## Quoted passage
◆ ◆ ◆ ◆ ◆ ◆ ◆

Aug 04,
2006
Predictions Concerning Titan’s Methane
Winding channels and dark
patches on Saturn's moon Titan have inspired NASA scientists
to claim that torrential rains of methane sculpt an
"earth-like" landscape, with methane rivers and methane
lakes.
In
two earlier TPODs
we have discussed recent radar images of Titan, the
cloud-enshrouded moon of Saturn, now a principal target of
the Cassini mission. (See
August 2, 2006 TPOD
and
July 31, 2006 TPOD.)
Wallace
Thornhill has suggested that both the planet Venus and
Saturn’s moon Titan are newcomers to our solar system, and
that both appear to have been born electrically from the
planet Saturn, perhaps within a period that can be counted
in mere thousands of years (not the billions of years given
in the standard picture of solar system evolution).
Though the field of evidence is far greater than could be
adequately summarized here, a substantial portion of that
evidence relates to the planet Venus, a body with a long but
now-invisible, highly filamentary plasma or comet tail
reaching almost to Earth’s orbit. Converging historical and
scientific evidence gives a compelling portrait of Venus as
a comet in ancient times, displaying an awe-inspiring plasma
tail extolled by ancient star-worshippers around the world. (See Chapter
Three of
Thunderbolts of the Gods.)
If Venus is
a newcomer, then various features on the planet, including
its dense atmosphere, the continuing contribution of its
atmosphere to its remnant plasma tail, and its surface rille
networks, could be pointers to a more reliable
interpretation of what we now see on Titan.
It is known
that Titan’s existing atmospheric methane is rapidly
destroyed by sunlight, and one of the major goals of the
Cassini mission has been to account for the large volumes of
methane escaping from Titan’s atmosphere into space. At the
observed rate of methane loss, planetary scientists say, the
methane would be quickly depleted. So some extensive
reservoir must be replenishing it. Prior to Cassini NASA
scientists envisioned
oceans of methane,
covering perhaps three-quarters of Titan’s surface.
But with Cassini’s arrival
the picture changed. The oceans were not found. From this
NASA scientists concluded that the methane source lay in
vast underground reserves feeding fresh supplies into the
atmosphere. These “methanofers” were not found either.
Now, however, thanks to a
series of Cassini radar images, complemented by the Huygens
probe that descended to the surface, NASA scientists suggest
a partial, shall we say minimalist answer to the mystery: a
“cycle” of torrential rains of methane; visible channels on
the surface cut by the resulting methane “rivers;” and
“lakes” of methane fed by the rivers, now appearing as
smooth dark areas on the radar images. The most recent
announcement named dark patches in the north polar region as
the badly needed “lakes” of methane.
The claimed cycle would not
replenish available methane, or even come close to meeting
the original theoretical requirements. But the radar images
encouraged NASA scientists to issue something close to a
victory statement.
"This is a big deal," said
Steve Wall, deputy radar team leader at NASA's Jet
Propulsion Laboratory, Pasadena, Calif. "We've now seen a
place other than Earth where lakes are present."

◆ ◆ ◆ ◆ ◆ ◆ ◆

[Rows of box annotation data]
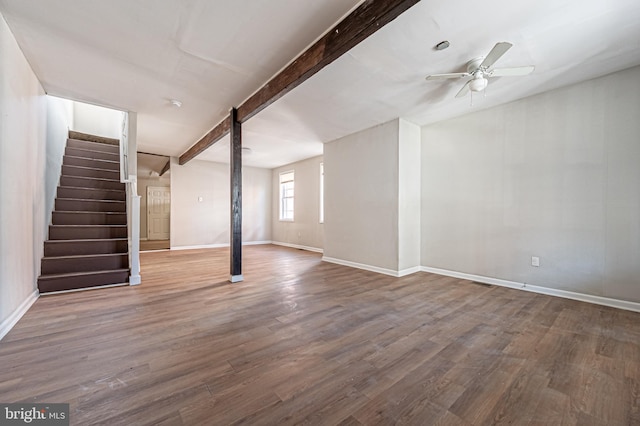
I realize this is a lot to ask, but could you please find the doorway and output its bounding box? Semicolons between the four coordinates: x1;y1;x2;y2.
138;152;171;251
147;186;171;240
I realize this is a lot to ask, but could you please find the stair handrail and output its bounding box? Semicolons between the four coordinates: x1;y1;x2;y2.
120;112;142;285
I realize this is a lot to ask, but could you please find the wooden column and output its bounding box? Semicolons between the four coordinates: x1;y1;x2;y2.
229;108;243;283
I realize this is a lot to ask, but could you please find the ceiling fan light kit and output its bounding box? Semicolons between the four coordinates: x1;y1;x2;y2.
426;42;535;98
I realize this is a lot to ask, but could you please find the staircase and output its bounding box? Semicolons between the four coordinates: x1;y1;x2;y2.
38;133;129;293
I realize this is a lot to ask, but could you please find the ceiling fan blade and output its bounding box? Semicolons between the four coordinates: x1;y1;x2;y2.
456;80;472;98
426;72;471;80
488;65;536;77
480;41;513;69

◆ ◆ ◆ ◆ ◆ ◆ ◆

## Given task 1
In the Titan methane text, what did NASA scientists picture covering Titan's surface before Cassini arrived?
## Given task 2
Write out the part of the Titan methane text between "If Venus is" and "see on Titan.", inclusive, swapping "newcomer" for "latecomer".

## Expected answer 1
Oceans of methane covering perhaps three-quarters of Titan's surface.

## Expected answer 2
If Venus is
a latecomer, then various features on the planet, including
its dense atmosphere, the continuing contribution of its
atmosphere to its remnant plasma tail, and its surface rille
networks, could be pointers to a more reliable
interpretation of what we now see on Titan.